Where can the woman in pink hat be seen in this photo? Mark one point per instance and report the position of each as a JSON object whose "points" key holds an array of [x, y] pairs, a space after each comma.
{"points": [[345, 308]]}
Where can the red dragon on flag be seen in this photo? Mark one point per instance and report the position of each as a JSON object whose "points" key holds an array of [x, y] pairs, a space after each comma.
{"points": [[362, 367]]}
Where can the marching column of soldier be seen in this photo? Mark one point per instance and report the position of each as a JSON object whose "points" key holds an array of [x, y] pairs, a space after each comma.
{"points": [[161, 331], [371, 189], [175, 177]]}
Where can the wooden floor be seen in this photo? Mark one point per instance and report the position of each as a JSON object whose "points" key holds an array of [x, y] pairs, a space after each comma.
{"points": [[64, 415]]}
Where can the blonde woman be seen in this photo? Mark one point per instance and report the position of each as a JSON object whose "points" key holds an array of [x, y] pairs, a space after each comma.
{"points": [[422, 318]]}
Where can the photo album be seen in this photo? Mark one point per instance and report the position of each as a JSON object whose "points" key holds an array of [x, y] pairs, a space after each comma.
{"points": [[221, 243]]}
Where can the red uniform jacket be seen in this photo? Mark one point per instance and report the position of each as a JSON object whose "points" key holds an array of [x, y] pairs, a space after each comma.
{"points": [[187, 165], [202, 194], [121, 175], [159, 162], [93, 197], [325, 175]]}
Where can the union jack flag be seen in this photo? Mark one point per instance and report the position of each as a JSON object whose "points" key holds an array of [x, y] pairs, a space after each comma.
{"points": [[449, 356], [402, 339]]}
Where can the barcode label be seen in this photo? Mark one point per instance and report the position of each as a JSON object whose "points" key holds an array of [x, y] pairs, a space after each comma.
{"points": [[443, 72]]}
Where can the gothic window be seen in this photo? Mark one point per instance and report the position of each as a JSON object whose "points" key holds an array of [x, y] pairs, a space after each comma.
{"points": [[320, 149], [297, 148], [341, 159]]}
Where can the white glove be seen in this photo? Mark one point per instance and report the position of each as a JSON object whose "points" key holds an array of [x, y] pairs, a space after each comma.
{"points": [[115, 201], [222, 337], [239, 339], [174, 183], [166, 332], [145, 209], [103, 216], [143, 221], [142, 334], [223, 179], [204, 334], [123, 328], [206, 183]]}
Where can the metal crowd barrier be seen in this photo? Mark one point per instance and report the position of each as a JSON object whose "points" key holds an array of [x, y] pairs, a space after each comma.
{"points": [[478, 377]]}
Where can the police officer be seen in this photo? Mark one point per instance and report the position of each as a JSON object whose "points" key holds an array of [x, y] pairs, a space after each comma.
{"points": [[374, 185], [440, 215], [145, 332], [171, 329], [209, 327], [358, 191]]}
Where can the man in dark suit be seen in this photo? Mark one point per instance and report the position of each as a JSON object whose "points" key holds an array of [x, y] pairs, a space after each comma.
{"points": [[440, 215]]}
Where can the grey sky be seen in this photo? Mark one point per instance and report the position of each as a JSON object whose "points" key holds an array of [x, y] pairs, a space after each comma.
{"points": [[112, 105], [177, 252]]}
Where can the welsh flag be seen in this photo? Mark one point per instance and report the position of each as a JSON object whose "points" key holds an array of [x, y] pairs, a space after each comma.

Exercise objective: Rewrite every one of the items above, putting "occurrence" in place of "instance" wherever it occurs and leaving all other wording unchanged.

Final answer:
Where can the woman in pink hat be seen in this photo? Mark one point per occurrence and report the position of each as a JSON object whose "points" key holds an array of [x, y] pairs, a space after each comma.
{"points": [[345, 308]]}
Where can the red dragon on flag be seen in this photo? Mark one point per occurrence and report the position of each as a JSON object whose "points" key holds an array of [x, y] pairs, a space after each comma.
{"points": [[362, 367]]}
Where can the marching column of soldier be seen in this photo? Mark one point per occurrence and report the position of each as a JSON object whose "points" key holds an array of [x, y] pairs, a space after each comma.
{"points": [[161, 331], [371, 189], [175, 177]]}
Where can the wooden floor be seen in this photo? Mark one point per occurrence and report the position of each as a JSON object whose "points" key holds an array of [x, y] pairs, a space after each comma.
{"points": [[64, 415]]}
Where can the blonde woman be seen in this photo? Mark one point per occurrence and report the position of each as a JSON object whose "points" key holds an array of [x, y] pairs, a space after each comma.
{"points": [[422, 318]]}
Where can the photo album be seen in this photo? Mark one point per occurrence and report the position of each as a JSON object whose "points" key holds an array of [x, y] pairs, a space after each comma.
{"points": [[221, 243]]}
Where can the red uniform jacket be seen in this photo? Mark one point per occurrence and report the position of each as a JSON object whose "points" key holds an array of [x, y] pairs, a space after each comma.
{"points": [[187, 165], [202, 194], [121, 175], [159, 162], [93, 197], [325, 175]]}
Where can the union jack flag be seen in this photo? Mark one point per occurrence and report the position of each as a JSON object whose "points" key holds an array of [x, y] pairs, a space after each comma.
{"points": [[449, 356], [402, 339]]}
Where can the barcode label be seen in this photo? Mark one point per occurrence and report the position of each as a JSON object whose "points" key holds an array of [x, y] pairs, a space after each comma.
{"points": [[443, 72]]}
Where can the gothic window be seen in this photo? Mark one point per occurrence and report the position of each as a JSON object whose "points" key holds an array of [x, y] pairs, a space after each comma.
{"points": [[320, 149], [297, 148], [341, 159]]}
Where can the white glove be seen in this photo? Mark one point per occurrence and report the position of each as a JSON object whose "points" key holds an array of [x, y] pairs, a space after each comma.
{"points": [[115, 201], [222, 337], [239, 339], [174, 183], [166, 332], [145, 209], [103, 216], [143, 221], [142, 334], [223, 179], [204, 334], [123, 328], [206, 183]]}
Where can the metal crowd barrier be seen in this photo? Mark one point per occurrence and report the position of each as a JSON object whose "points" key holds an array of [x, y] pairs, a space after each comma.
{"points": [[478, 377]]}
Where can the police officer be seen in this photo? Mark one point per occurrence and report the position of each as a JSON object whose "points" key holds an array of [x, y] pairs, a space after each comma.
{"points": [[374, 185], [440, 215], [145, 332], [171, 329], [209, 327], [358, 191]]}
Where can the man in dark suit be seen in this photo? Mark one point per occurrence and report the position of each as a JSON object whose "points" key holds an array of [x, y] pairs, a space after each comma.
{"points": [[440, 215]]}
Where can the grey sky be seen in this photo? Mark one point per occurrence and report the position of each as a JSON object whose "points" key holds an array of [x, y] pairs, a space after each comma.
{"points": [[112, 105], [177, 252]]}
Where can the welsh flag be seen in this photo? Mark one point per occurrence and report the position of each as a JSON object whose "points" key holds an array of [x, y] pairs, a space after each comma.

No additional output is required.